It is required that all of the data be written out exactly.
● ● ● ●
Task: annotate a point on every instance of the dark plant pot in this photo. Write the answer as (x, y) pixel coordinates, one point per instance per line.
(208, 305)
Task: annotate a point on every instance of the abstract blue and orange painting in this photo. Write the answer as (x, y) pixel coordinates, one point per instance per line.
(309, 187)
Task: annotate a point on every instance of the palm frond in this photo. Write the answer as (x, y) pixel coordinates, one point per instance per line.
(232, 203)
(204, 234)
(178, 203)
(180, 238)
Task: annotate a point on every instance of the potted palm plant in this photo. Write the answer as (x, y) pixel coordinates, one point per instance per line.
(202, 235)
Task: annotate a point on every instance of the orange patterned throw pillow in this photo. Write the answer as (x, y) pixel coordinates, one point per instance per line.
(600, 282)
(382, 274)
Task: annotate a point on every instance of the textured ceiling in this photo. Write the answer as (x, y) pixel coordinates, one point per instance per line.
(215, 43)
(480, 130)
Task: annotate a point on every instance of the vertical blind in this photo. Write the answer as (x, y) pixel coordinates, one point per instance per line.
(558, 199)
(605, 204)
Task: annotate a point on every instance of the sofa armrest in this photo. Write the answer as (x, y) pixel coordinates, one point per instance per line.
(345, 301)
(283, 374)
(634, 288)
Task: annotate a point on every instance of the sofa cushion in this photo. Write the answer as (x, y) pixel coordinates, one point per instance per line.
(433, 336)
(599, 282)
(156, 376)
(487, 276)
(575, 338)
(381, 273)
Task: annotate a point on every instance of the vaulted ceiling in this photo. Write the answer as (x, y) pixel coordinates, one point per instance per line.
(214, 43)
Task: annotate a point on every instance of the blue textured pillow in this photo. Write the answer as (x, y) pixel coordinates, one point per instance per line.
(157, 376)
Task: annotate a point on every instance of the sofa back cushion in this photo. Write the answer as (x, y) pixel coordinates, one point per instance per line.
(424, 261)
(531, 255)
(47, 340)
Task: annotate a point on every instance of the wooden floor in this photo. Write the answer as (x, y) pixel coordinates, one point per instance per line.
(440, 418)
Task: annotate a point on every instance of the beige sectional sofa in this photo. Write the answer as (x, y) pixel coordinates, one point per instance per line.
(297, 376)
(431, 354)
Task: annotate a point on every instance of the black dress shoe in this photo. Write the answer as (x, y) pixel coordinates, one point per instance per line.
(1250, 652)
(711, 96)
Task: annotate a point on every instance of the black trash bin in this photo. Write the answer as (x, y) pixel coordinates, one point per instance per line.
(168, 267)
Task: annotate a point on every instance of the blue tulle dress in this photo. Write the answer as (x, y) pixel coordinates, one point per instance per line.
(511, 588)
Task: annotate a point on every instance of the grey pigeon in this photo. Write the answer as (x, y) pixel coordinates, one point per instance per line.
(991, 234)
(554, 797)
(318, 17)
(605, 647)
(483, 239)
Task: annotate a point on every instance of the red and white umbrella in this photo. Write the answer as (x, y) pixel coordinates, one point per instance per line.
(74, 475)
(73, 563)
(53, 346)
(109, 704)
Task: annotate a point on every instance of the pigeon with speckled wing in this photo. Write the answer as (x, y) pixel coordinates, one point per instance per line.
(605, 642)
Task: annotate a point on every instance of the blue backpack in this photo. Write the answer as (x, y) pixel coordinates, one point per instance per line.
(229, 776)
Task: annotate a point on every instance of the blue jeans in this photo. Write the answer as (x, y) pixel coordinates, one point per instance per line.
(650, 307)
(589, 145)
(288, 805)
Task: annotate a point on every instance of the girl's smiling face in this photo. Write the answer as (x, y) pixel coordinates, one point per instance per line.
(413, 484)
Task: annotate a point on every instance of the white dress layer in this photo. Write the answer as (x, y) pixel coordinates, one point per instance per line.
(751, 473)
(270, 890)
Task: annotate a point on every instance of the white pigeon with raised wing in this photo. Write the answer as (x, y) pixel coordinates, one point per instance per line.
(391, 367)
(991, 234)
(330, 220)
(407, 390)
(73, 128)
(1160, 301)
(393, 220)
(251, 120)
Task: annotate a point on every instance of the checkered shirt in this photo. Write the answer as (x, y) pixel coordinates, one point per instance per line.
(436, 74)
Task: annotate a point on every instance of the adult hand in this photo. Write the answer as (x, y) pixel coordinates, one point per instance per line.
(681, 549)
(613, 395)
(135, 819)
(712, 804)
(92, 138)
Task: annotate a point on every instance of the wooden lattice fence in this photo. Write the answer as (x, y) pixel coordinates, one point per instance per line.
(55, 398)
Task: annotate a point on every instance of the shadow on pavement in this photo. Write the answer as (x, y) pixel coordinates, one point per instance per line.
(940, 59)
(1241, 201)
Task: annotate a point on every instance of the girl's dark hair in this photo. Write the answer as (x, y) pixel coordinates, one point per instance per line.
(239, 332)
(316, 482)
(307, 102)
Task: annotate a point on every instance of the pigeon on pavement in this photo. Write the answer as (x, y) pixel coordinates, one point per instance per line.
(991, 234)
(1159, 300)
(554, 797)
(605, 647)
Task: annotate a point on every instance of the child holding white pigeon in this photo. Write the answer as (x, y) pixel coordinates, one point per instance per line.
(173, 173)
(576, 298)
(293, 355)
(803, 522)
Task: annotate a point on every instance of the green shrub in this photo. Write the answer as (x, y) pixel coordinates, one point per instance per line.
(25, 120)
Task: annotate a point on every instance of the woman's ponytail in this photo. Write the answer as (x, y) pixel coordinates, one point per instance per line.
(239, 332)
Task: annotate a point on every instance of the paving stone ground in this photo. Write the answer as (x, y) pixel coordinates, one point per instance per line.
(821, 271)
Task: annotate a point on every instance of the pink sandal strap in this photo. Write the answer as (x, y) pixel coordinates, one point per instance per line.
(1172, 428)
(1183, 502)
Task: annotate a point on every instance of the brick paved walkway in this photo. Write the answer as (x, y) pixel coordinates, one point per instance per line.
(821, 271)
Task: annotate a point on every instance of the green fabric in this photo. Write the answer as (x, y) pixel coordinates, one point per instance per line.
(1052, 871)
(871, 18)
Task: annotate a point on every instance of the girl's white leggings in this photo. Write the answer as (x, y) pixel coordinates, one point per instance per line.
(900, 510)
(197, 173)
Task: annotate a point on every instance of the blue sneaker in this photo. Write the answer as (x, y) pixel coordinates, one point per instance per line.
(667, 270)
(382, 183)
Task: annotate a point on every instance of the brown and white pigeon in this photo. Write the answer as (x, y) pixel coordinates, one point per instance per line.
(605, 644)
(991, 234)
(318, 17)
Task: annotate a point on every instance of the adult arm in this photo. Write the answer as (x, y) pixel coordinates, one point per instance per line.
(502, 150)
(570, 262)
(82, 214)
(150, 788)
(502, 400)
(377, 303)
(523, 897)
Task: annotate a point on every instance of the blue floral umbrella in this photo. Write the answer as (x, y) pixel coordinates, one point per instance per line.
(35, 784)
● ● ● ●
◆ **Completed task**
Task: annotate a point on every instance of the dark plant pot in this photo. Write the answer as (x, y) pixel coordinates, one point per instance per line.
(208, 305)
Task: annotate a point on every instance of the abstract blue and orange painting in this photo. Write the answer as (x, y) pixel coordinates, one point per instance per line.
(309, 187)
Task: annotate a point on every instance of the palm frond in this photo. Write the answer as (x, y) pixel coordinates, one point per instance per line.
(232, 203)
(204, 234)
(178, 203)
(180, 238)
Task: annotate a point on every instance of the potted palm plant in this photo. Write the answer as (x, y) pixel coordinates, one point per instance per line.
(202, 235)
Task: annotate a point on every instance of the orange patterned throw pillow in this photo. Write the answer as (x, y) pixel coordinates, one point per instance per line.
(600, 282)
(382, 274)
Task: annotate a point on every instance of the textured ceiling in this photo. Write the answer as (x, y) pixel coordinates, one point per instance per line.
(215, 43)
(480, 130)
Task: annotate a point on every instance of the vertical blind in this photo. Write the answer as (x, y) pixel coordinates, one point per instance per line.
(558, 199)
(605, 204)
Task: annotate a point on every instance of the sofa armrest in this photo. Write the answer as (x, y) pixel coordinates, one point per instance per line.
(345, 301)
(283, 374)
(634, 288)
Task: annotate a point on every instance of the sofa cushion in this photo. Write the answer as (x, y) pixel coordinates, one point per instance per line.
(433, 336)
(599, 282)
(156, 376)
(487, 276)
(575, 338)
(381, 273)
Task: annotate a point on every instance of the vaulted ceiling in this photo. Write the answer as (x, y) pixel coordinates, one point per instance per line.
(214, 43)
Task: annotate a point on every instance of the blue textured pillow in this photo. Write the answer as (x, y) pixel coordinates, one point per instance per line.
(157, 376)
Task: annotate a point on every instance of the sofa back cushion in this photo. Write the answer as (x, y) pixel coordinates, one point per instance per line.
(424, 261)
(531, 255)
(47, 340)
Task: annotate a point on every instance of the wooden floor in this photo. Write the answer as (x, y) pixel coordinates, one point per instance per line.
(440, 418)
Task: annotate a point on every instance of the beige sectional sofa in this photo. Write the answer as (x, y) pixel coordinates, one point per instance per line.
(297, 376)
(431, 354)
Task: annotate a point on every instance of the black dress shoe in this photo. Write the answer as (x, y) pixel coordinates, one point per instance per line.
(1250, 652)
(711, 96)
Task: annotate a point on every instance of the black trash bin in this photo. Write the answer as (x, y) pixel coordinates, one point per instance per line.
(168, 267)
Task: annotate a point on every instance of the blue tulle dress in this photo. Write the answer as (x, y) pixel coordinates, one point per instance per line.
(511, 588)
Task: annotate a point on every instance of the grey pigeon in this photo. Write the answer as (x, y) pixel coordinates, one point per instance per line.
(991, 234)
(554, 797)
(318, 17)
(605, 647)
(483, 239)
Task: annotate a point on every instance of the red and white umbrella in this photo. Write the answer as (x, y) pixel coordinates, one point per instance per line.
(74, 475)
(73, 563)
(53, 346)
(109, 704)
Task: annotate a point on every instance of the pigeon with speckled wing in this photo. Write the answer as (x, y) pixel coordinates, one point per instance per line.
(605, 642)
Task: annotate a point on every instance of the blue backpack in this photo. Write the answer as (x, y) pixel coordinates, one point per instance per line.
(229, 776)
Task: annotate a point on every instance of the blue jeans in this photo. Write the answer as (x, y) pixel coordinates, one point per instance per line.
(650, 307)
(589, 145)
(288, 805)
Task: annotate a point on every instance of the girl's smiling face in this photo. Write the answer as (x, y) pixel coordinates, one point per instance per line.
(413, 484)
Task: annotate a point on every instance of the white dress layer in this photo. Write the answer as (x, y) pixel coordinates, one point per instance per line.
(751, 473)
(270, 890)
Task: annotate a point on every instance of the white pigeon with raised wing in this photo. Write the answer as (x, y) pixel coordinates, one point per instance per line.
(391, 367)
(991, 234)
(330, 220)
(407, 390)
(73, 128)
(1160, 301)
(393, 220)
(251, 120)
Task: annotate a point on every instance of the checkered shirt in this photo. Write the answer as (x, y) pixel coordinates, one point per instance per line.
(436, 74)
Task: annotate a point on every instance of the adult hand in this photo. Write the answer as (x, y) pixel coordinates, one point per instance per line.
(681, 549)
(613, 395)
(135, 819)
(712, 804)
(92, 138)
Task: annotate a point on every instance of the wooden lattice fence in this photo. Write the answer as (x, y) pixel coordinates, one point per instance per line.
(55, 398)
Task: annotate a point on every instance of the shadow on pavement in this photo. Write the answer as (x, y) pixel coordinates, one point per instance per line.
(940, 59)
(1241, 201)
Task: annotate a point on every instance of the girl's dark hair in this photo. Write the answer as (x, y) pixel coordinates, one point per instance per line.
(239, 332)
(316, 482)
(307, 102)
Task: annotate a point on every instance of the pigeon on pavement in this photo. Write the answer as (x, y) pixel coordinates, one point per instance per line.
(991, 234)
(1159, 300)
(554, 797)
(605, 647)
Task: annotate a point on every instance of the child holding white pigeon in this photo. Write the answer as (x, y) pixel coordinates, one point per instance per line.
(173, 173)
(576, 298)
(293, 355)
(803, 522)
Task: annotate a point on every instance of the green shrub in this photo. Write the answer as (x, y) pixel coordinates, one point per instance per line.
(25, 120)
Task: annotate a point on every instance of the woman's ponytail in this photo. Write the answer as (x, y) pixel coordinates, one point per instance per line.
(239, 332)
Task: annotate a point on every instance of the paving stone ground in this photo. Write the answer as (x, y) pixel coordinates, one point per instance per line.
(821, 271)
Task: annotate a point on every instance of the pink sandal strap in this photo. Write the answer as (x, y) pixel coordinates, one point per instance per line.
(1172, 428)
(1183, 502)
Task: annotate a point on every instance of the brick paved walkway in this photo. Write the answer as (x, y) pixel coordinates, one point per instance per line.
(821, 271)
Task: annotate a point on every instance of the green fabric in this photo. Write the answer as (x, y) pixel coordinates, one point per instance per line.
(1052, 871)
(871, 18)
Task: annotate a point on every instance of the girl's white leggings in this photo. Write the answer as (x, y) pixel coordinates, one point per instance per line.
(900, 510)
(197, 173)
Task: annotate a point on every instance of the blue sneaker in this photo. Write the answer as (x, y) pixel coordinates, one point per instance per line.
(667, 270)
(382, 183)
Task: annotate a point on every instance of the brown and white pigeon in this photo. Write the answer as (x, y) pixel coordinates, one point per instance per line.
(605, 644)
(991, 234)
(318, 17)
Task: annotate a point on every instance of the adult arm in this photo. Write the answer as (x, y) pixel coordinates, one point per instance per line.
(502, 150)
(570, 262)
(82, 214)
(150, 788)
(502, 400)
(377, 303)
(523, 897)
Task: annotate a point on every instance of the blue floral umbrella in this photo. Write the answer as (x, y) pixel coordinates, one point per instance per line.
(35, 784)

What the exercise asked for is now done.